> [What the task requires]
The answer must consist of every record below, reproduced exactly.

(Collected data entries)
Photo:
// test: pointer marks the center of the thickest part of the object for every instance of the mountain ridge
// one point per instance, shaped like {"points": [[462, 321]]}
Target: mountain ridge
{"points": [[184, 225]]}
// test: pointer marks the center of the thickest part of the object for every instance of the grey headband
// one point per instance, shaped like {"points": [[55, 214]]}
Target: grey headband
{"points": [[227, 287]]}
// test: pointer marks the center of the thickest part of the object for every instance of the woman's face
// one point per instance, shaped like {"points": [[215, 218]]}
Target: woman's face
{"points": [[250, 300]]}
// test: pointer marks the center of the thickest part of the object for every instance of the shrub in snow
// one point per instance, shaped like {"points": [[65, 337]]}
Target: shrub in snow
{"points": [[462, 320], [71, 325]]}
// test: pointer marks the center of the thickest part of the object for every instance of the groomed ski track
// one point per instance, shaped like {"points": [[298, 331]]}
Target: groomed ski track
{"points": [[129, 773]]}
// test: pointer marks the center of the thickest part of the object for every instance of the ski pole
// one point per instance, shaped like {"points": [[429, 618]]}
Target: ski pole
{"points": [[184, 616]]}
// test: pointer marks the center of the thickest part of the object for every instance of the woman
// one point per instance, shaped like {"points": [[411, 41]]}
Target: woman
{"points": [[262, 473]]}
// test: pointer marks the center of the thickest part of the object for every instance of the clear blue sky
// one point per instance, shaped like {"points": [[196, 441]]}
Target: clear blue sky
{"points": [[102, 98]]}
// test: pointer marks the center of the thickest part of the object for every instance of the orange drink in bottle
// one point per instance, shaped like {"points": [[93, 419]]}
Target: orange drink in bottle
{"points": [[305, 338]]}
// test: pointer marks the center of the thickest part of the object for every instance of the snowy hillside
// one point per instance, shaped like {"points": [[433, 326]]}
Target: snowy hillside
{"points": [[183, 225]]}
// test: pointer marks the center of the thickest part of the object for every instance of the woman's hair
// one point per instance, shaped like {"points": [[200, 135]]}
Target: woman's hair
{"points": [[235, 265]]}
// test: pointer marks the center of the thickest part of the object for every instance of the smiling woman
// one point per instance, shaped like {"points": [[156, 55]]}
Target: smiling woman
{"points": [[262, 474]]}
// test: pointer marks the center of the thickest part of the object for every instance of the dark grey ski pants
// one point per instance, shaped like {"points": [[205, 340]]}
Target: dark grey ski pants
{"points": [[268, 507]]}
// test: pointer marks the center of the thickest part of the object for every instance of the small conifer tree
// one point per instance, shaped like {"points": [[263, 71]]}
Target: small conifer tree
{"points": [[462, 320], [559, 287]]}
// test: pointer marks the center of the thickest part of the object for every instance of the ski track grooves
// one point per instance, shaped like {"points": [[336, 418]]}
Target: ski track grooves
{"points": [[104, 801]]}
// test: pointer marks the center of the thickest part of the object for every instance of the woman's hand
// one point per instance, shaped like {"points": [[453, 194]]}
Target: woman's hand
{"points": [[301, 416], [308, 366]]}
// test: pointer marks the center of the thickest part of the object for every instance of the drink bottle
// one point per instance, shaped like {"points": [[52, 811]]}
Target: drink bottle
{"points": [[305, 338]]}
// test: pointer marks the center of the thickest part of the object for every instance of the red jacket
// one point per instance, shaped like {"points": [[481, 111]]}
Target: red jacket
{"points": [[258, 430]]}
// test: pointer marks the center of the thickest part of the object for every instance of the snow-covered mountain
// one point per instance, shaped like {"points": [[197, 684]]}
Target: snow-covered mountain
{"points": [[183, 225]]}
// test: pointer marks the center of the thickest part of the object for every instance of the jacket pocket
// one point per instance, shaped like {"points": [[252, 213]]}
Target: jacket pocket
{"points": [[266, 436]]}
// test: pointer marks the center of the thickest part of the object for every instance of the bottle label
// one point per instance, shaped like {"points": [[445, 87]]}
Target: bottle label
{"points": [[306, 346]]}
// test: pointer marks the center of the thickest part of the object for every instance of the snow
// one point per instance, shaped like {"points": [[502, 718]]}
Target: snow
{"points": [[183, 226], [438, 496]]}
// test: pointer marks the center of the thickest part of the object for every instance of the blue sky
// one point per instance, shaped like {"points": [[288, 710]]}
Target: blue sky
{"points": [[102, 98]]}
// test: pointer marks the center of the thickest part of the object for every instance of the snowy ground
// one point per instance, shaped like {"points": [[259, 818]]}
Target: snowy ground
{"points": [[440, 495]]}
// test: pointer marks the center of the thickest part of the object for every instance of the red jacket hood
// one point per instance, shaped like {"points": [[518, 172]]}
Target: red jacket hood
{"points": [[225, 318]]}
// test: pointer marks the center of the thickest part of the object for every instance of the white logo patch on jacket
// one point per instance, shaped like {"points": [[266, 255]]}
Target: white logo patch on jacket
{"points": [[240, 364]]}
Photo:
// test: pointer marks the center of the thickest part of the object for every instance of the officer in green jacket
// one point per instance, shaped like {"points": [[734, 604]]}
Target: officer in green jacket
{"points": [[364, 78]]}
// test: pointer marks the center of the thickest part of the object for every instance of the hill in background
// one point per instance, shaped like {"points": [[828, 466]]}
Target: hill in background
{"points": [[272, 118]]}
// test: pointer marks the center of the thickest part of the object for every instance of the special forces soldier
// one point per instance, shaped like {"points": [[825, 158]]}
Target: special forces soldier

> [Exercise output]
Photo:
// test: pointer marks the center of the thickest part of the object for every instance of the mountain ridge
// one point per instance, shaped like {"points": [[462, 321]]}
Target: mountain ridge
{"points": [[184, 225]]}
// test: pointer marks the center of the thickest part of the object for every instance of the grey headband
// one point per instance, shaped like {"points": [[55, 214]]}
Target: grey headband
{"points": [[227, 287]]}
// test: pointer marks the center of the thickest part of the object for every instance of the woman's face
// one point per instance, shaped like {"points": [[215, 218]]}
Target: woman's face
{"points": [[250, 300]]}
// test: pointer marks the center of the thickest part of the object for every instance of the shrub in snow
// one point per instance, shaped like {"points": [[65, 337]]}
Target: shrub in snow
{"points": [[462, 320], [71, 325]]}
// test: pointer marks the center of the thickest part of the object for every instance of the groomed ski track
// one point per instance, shaped like {"points": [[298, 331]]}
Target: groomed ski track
{"points": [[129, 773]]}
// test: pointer marks the center of the thickest part of the object for every instance of the ski pole
// one point per instance, shaped like {"points": [[429, 618]]}
Target: ski pole
{"points": [[184, 616]]}
// test: pointer marks the center of the thickest part of the object for every instance of the woman
// one point per instance, shaped like {"points": [[411, 41]]}
Target: woman
{"points": [[262, 473]]}
// test: pointer marks the center of the thickest part of the object for every instance of the clear blue sky
// one point per instance, shaped like {"points": [[196, 441]]}
Target: clear blue sky
{"points": [[102, 98]]}
// test: pointer marks the center of the thickest part of the object for every instance of the orange drink in bottle
// one point per instance, shaped like {"points": [[93, 419]]}
Target: orange drink in bottle
{"points": [[305, 338]]}
// test: pointer marks the center of the thickest part of the object for every instance of the snowy hillside
// one point per instance, shaped like {"points": [[433, 326]]}
Target: snowy hillside
{"points": [[183, 225]]}
// test: pointer marks the center of the thickest part of the object for every instance of the woman's hair
// one point per instance, shaped like {"points": [[200, 135]]}
Target: woman's hair
{"points": [[235, 265]]}
// test: pointer marks the center of the thickest part of the object for every instance of the smiling woman
// one point per instance, shaped like {"points": [[156, 55]]}
Target: smiling woman
{"points": [[262, 474]]}
// test: pointer marks the center of the thickest part of the object for every instance of the dark grey ski pants
// one point per instance, shaped like {"points": [[205, 340]]}
Target: dark grey ski pants
{"points": [[268, 507]]}
// test: pointer marks the center of the thickest part of the object for every instance of the small conifer tree
// one point per instance, shaped like {"points": [[263, 71]]}
Target: small conifer tree
{"points": [[462, 320], [559, 287]]}
// test: pointer marks the center of the thickest part of the object for every instance of the ski track grooves
// one point per instance, shaped like {"points": [[336, 418]]}
Target: ski track grooves
{"points": [[104, 801]]}
// test: pointer marks the center of the thickest part of the object for every instance of the woman's hand
// one point per instance, shaped like {"points": [[453, 194]]}
Target: woman's hand
{"points": [[301, 416], [308, 366]]}
// test: pointer marks the center of the thickest part of the object for every instance of the drink bottle
// one point per instance, shaped like {"points": [[52, 811]]}
Target: drink bottle
{"points": [[305, 338]]}
// test: pointer marks the center of the thickest part of the object for every instance of the red jacket
// one point per instance, shaped like {"points": [[481, 111]]}
Target: red jacket
{"points": [[258, 430]]}
// test: pointer marks the center of the thickest part of the object for every instance of the snow-covered mountain
// one point per instance, shaped like {"points": [[197, 684]]}
Target: snow-covered mountain
{"points": [[183, 225]]}
// test: pointer marks the center of the thickest part of the object for every instance of the jacket pocket
// one point per instance, shaped like {"points": [[252, 213]]}
Target: jacket pocket
{"points": [[266, 436]]}
// test: pointer marks the center of the thickest part of the object for every instance of the bottle label
// one point per instance, shaped like {"points": [[445, 87]]}
Target: bottle label
{"points": [[306, 346]]}
// test: pointer marks the center of the thickest part of the object for every instance of the snow
// one point per instance, shaped like {"points": [[502, 718]]}
Target: snow
{"points": [[183, 226], [438, 496]]}
// test: pointer marks the center of the thickest part of the object for every instance of the blue sky
// one point per instance, shaped like {"points": [[288, 710]]}
Target: blue sky
{"points": [[102, 98]]}
// test: pointer marks the center of the thickest part of the object for every instance of the snowy ground
// one point per instance, shaped like {"points": [[259, 818]]}
Target: snowy ground
{"points": [[440, 495]]}
// test: pointer marks the center of the thickest part of the object for every instance of the red jacket hood
// one point per instance, shaped like {"points": [[518, 172]]}
Target: red jacket hood
{"points": [[225, 318]]}
// test: pointer marks the center of the thickest part of the object for every instance of the white logo patch on jacket
// one point per instance, shaped like {"points": [[266, 255]]}
Target: white logo patch on jacket
{"points": [[240, 364]]}
Photo:
// test: pointer marks the center of the thickest part of the object for every instance of the officer in green jacket
// one point per instance, shaped like {"points": [[734, 604]]}
Target: officer in green jacket
{"points": [[364, 78]]}
// test: pointer marks the center of the thickest part of the object for every instance of the hill in background
// one point per instance, shaped like {"points": [[828, 466]]}
Target: hill in background
{"points": [[272, 118]]}
// test: pointer marks the center of the thickest part of the object for every instance of the special forces soldier
// one point per instance, shaped like {"points": [[825, 158]]}
Target: special forces soldier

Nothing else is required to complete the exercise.